■ PROBLEM REQUIREMENTS
Answer these questions from the text below on protecting children after abuse:
1. What two steps are named for protecting the children?
2. Where does the text say the source of the issue sits?
3. What would have been cut down on if there had been disclosure?

■ SOURCE TEXT

::::::

What steps did you take to protect your children?
1) Communication. We have been honest with them. About abuse. About our marriage relationship. About sex. We’ve given them education. My only worry is we were not cautious enough when we should have been because my wife was not communicating with me about what she had experienced.
2) Boundaries. We have boundaries even when they complain and people don’t agree. Where they can go, who they can go with, who they can be around, activities and places they can be involved with, who they are friends with.
How did you deal with the impact of the relationship between your wife & her family?
BEFORE I give his response, let me say one thing. This is not a slam against my family. One of the first things that revelation of abuse did was turn the spotlight on my family and how much our children would continue to be involved. We fought and said many horribly, hurtful things to one another over this issue. We are at a place where my husband loves my family and recognizes the source of our issue sits in a jail in the desert. So…here’s his response.
I was pulled into the family without having full disclosure in regards to who did what to to who & why. Who has issues and who doesn’t. I was not informed.
I asked him what disclosure would mean and how it would change our parenting decisions.
I would have cut down on trips to visit
I would have been more careful where girls spent the night (We fought about this…A LOT!)
I would not have EVER, EVER let your dad near my kids.
I would never had a relationship with your dad.
I felted duped. I talked to him about the Bible, about God, about you … when he’s evil … make’s me feel like a moron. Like a jerk. I was the last to know. It was like you all decided that I didn’t need to know. I couldn’t have protected my kids or you.
Actually I needed to know. I don’t now what the cousins have been told. About us, God…abuse. I don’t know what my kids will be exposed to and it makes me feel like I can’t protect them.

::::::

■ MATERIAL SUPPLIED
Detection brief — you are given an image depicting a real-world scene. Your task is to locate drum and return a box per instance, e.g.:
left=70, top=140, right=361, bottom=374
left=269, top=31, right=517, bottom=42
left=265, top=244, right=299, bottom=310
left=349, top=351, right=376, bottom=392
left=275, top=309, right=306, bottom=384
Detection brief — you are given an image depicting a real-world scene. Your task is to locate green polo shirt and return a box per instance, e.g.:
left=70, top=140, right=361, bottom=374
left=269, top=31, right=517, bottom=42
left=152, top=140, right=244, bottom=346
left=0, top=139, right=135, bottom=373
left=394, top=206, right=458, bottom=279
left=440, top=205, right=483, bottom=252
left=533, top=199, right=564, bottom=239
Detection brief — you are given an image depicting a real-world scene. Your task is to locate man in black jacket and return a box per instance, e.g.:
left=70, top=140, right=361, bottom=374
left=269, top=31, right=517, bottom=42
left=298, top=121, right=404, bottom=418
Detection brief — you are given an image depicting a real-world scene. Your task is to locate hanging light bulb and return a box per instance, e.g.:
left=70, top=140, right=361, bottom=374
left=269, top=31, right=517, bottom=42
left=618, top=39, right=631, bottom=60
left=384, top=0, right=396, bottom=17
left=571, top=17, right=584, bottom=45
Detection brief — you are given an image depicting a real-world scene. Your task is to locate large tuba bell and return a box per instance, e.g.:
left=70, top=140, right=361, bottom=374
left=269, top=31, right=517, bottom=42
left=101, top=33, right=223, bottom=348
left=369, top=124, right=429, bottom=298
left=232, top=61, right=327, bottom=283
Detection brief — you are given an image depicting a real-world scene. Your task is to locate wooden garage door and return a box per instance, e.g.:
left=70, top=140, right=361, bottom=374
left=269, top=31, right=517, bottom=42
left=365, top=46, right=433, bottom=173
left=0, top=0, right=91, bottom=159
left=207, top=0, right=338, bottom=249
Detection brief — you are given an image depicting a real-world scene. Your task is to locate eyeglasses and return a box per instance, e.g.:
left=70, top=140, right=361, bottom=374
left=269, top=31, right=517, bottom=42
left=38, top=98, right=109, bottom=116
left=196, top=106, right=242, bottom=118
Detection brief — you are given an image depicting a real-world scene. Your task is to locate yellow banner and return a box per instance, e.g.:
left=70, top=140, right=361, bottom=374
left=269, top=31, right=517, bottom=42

::::::

■ TASK RESULT
1. Communication and boundaries.
2. In a jail in the desert.
3. Trips to visit.